• Auszug zum Lesen:
#####

Marodeur1981 schrieb:


> Wie mach ich das?


du müsstest an deinem board 8 sata-anschlüsse haben, von denen sich 2 farblich von den restlichen 6 unterscheiden. die 6 gleichfarbigen (meistens blau) anschlüsse gehören zum amd-controller (im bios onchip sata-controller genannt), die 2 andersfarbigen (meist grau) gehören zu einem gigabyte-zusatzcontroller (im bios onboard sata/ide cntrl). diesen gigabyte-zusatzcontroller solltest du deaktivieren und alle sata-geräte an die (blauen) zum amd-controller gehörenden anschlüsse stecken. 

hbf


----------



## Marodeur1981 (20. Januar 2013)

Also ich habe eine Samsung SSD und 2 gleiche Samsung HDDs dazu kommt nocht ein Panel für SH Karten CH Karten und USB Anschlüsse. Alle vier wurden an die blauen SATA Anschlüsse drangehängt. ANgefangen mit der C (SSD) Platte an SATA 0.
WÜrde es sinn machen:
die C Platte in eine kleine Partition für das Betriebssystem zu partitionieren und eine größere für Programme? Oder gehört das in die 90er Jahre  ?

Noch was: ich habe Port 0 as ESP eingestellt. Ist das richtig?


----------



## roheed (20. Januar 2013)

Die SSD sollte am Port 0 Hängen der Rest ist ziemlich Latte^^ 
Wie meine kollegen schon gesagt haben, am besten alle Geräte auf die Blauen Sata Stecker anschließen und dann im Bios den "Onboard Sata/IDE ctrl" auf disabled stellen. Viel falsch machen kannst dabei nicht! Wenn unter Windows alle geräte wieder funzen hast alles richtig gemacht ^^ Beim Booten darf halt das "Gigabyte sata Controller" Screen mit grüner Schrift nicht mehr auftauchen.


----------



## leorphee (20. Januar 2013)

#####

• Vorliegende Einträge:
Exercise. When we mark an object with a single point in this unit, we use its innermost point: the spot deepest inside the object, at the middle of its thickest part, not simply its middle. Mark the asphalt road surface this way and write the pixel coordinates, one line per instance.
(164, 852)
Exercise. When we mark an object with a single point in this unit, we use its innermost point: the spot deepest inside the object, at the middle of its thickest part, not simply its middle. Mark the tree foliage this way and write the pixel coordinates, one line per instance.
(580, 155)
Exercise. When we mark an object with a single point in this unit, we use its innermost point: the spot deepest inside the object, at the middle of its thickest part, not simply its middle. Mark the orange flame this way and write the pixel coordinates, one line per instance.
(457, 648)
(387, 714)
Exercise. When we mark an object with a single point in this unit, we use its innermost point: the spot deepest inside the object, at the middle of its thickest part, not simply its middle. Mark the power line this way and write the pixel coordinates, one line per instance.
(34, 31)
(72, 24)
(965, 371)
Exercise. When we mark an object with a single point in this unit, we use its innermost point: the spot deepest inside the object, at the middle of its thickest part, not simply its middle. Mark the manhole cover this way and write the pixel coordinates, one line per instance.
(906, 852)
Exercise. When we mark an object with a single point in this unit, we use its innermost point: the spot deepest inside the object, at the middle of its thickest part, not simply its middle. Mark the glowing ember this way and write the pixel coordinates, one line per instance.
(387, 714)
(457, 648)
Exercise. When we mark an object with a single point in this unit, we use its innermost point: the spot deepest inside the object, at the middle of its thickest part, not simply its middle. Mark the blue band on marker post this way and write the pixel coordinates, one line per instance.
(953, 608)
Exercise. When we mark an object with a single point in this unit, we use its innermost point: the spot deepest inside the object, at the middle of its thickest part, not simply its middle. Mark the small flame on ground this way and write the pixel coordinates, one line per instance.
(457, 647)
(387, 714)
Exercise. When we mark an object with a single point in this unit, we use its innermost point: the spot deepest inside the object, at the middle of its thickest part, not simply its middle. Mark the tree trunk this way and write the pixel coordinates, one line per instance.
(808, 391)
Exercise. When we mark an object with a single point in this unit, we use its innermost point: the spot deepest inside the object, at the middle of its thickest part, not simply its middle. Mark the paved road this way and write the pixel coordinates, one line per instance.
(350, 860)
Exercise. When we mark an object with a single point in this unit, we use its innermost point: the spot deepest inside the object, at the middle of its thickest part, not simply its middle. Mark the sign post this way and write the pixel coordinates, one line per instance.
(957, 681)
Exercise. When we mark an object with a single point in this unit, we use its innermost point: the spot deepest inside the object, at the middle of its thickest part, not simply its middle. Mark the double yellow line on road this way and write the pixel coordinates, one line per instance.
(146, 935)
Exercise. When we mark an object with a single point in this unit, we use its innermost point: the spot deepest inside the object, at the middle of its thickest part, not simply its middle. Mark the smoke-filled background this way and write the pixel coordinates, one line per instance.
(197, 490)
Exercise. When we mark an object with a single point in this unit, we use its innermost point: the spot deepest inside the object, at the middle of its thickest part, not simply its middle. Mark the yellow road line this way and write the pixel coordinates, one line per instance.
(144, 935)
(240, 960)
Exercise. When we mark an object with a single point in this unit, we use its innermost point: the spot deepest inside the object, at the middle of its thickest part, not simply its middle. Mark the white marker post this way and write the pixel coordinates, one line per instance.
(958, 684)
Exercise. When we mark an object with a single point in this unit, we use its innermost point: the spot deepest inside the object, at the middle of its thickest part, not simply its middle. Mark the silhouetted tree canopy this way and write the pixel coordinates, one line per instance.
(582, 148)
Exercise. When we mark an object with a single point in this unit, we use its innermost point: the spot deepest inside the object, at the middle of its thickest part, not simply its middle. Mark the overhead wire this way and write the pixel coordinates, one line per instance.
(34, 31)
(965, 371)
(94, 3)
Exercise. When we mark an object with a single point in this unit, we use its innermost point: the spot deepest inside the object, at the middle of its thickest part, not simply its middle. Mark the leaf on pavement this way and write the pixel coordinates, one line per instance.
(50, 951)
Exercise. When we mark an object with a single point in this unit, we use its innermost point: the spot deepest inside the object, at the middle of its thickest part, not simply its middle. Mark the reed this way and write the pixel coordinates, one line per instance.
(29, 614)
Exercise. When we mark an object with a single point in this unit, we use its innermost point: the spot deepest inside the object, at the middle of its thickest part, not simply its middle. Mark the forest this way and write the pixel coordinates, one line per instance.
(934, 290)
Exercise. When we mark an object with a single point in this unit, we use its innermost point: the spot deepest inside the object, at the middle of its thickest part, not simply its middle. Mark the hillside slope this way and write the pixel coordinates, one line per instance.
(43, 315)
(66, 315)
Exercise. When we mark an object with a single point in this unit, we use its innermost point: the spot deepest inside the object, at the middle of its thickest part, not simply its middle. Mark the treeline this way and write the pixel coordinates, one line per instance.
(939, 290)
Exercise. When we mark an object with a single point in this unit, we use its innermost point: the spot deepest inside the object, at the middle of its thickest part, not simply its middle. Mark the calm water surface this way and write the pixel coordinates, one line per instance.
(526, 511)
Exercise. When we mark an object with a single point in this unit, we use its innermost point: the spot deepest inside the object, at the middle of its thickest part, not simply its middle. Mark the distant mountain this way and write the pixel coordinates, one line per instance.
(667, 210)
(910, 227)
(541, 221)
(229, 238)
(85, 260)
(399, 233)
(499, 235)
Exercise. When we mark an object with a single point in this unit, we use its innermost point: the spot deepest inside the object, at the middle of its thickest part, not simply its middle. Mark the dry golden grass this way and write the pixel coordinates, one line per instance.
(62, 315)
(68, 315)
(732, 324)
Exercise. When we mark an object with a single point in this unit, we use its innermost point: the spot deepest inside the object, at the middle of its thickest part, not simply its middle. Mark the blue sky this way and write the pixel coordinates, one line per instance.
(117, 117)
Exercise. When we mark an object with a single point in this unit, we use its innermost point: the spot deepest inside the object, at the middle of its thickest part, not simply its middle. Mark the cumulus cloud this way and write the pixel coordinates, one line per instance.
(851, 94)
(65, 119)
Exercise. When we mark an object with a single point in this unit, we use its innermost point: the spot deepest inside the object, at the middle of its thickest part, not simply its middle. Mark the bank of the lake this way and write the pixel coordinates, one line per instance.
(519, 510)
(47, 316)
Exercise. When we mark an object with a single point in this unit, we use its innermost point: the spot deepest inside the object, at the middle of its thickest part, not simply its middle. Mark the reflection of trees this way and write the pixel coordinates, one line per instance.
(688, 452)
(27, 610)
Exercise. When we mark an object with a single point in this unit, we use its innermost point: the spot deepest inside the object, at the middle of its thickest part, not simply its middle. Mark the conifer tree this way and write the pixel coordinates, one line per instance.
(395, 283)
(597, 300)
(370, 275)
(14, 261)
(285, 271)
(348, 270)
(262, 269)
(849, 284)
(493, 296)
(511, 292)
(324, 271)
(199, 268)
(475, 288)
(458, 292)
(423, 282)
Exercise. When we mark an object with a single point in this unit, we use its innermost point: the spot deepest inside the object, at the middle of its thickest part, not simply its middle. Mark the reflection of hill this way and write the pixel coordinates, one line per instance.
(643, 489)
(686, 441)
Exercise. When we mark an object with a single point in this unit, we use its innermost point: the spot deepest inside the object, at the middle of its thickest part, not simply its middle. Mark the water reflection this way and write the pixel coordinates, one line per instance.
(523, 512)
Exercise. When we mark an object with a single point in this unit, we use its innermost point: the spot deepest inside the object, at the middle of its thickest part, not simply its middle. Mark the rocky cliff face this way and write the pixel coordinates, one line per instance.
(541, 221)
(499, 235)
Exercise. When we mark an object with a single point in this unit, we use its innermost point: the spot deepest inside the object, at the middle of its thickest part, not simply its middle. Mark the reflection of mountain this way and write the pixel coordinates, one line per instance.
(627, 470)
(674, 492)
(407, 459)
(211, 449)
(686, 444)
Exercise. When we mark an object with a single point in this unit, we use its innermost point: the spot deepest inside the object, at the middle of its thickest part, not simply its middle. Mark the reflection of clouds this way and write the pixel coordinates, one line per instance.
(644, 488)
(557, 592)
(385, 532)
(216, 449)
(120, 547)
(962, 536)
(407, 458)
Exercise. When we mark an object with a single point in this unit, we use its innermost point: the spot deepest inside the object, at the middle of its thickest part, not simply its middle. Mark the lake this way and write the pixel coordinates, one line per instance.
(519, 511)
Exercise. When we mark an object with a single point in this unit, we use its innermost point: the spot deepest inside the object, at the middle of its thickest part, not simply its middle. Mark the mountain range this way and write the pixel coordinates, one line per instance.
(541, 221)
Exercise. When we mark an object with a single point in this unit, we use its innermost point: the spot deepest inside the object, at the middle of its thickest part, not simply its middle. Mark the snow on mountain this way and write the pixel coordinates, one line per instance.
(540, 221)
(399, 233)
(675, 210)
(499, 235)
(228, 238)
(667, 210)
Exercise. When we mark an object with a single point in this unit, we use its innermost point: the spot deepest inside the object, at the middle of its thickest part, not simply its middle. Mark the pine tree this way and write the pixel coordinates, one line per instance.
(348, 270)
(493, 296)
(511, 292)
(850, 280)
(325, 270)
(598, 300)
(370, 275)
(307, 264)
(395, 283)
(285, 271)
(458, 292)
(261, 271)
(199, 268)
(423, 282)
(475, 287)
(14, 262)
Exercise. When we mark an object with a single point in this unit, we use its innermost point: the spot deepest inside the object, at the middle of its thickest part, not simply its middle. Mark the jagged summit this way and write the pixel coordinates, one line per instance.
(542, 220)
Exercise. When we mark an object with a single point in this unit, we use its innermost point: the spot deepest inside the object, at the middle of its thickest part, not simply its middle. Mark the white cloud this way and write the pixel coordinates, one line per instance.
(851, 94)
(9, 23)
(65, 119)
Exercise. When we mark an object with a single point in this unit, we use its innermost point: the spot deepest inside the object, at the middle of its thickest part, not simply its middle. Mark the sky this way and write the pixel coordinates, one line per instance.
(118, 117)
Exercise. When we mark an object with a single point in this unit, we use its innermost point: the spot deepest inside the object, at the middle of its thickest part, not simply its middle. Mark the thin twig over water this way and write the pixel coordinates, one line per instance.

#####

• Was zu tun ist:
- a) Gib aus dem Auszug über die SATA-Anschlüsse den Teil zwischen „## roheed (20.“ und „leorphee (20. Januar 2013)“ wortgetreu aus, beide Stellen eingeschlossen.
- b) Zähle, wie viele Zeilen der Einträge das Wort „blue“ enthalten, und nenne nur diese Zahl.
Der Auszug und die Einträge haben nichts miteinander zu tun.

• Die Antworten:
- a)
## roheed (20. Januar 2013)

Die SSD sollte am Port 0 Hängen der Rest ist ziemlich Latte^^ 
Wie meine kollegen schon gesagt haben, am besten alle Geräte auf die Blauen Sata Stecker anschließen und dann im Bios den "Onboard Sata/IDE ctrl" auf disabled stellen. Viel falsch machen kannst dabei nicht! Wenn unter Windows alle geräte wieder funzen hast alles richtig gemacht ^^ Beim Booten darf halt das "Gigabyte sata Controller" Screen mit grüner Schrift nicht mehr auftauchen.


----------



## leorphee (20. Januar 2013)

- b) 2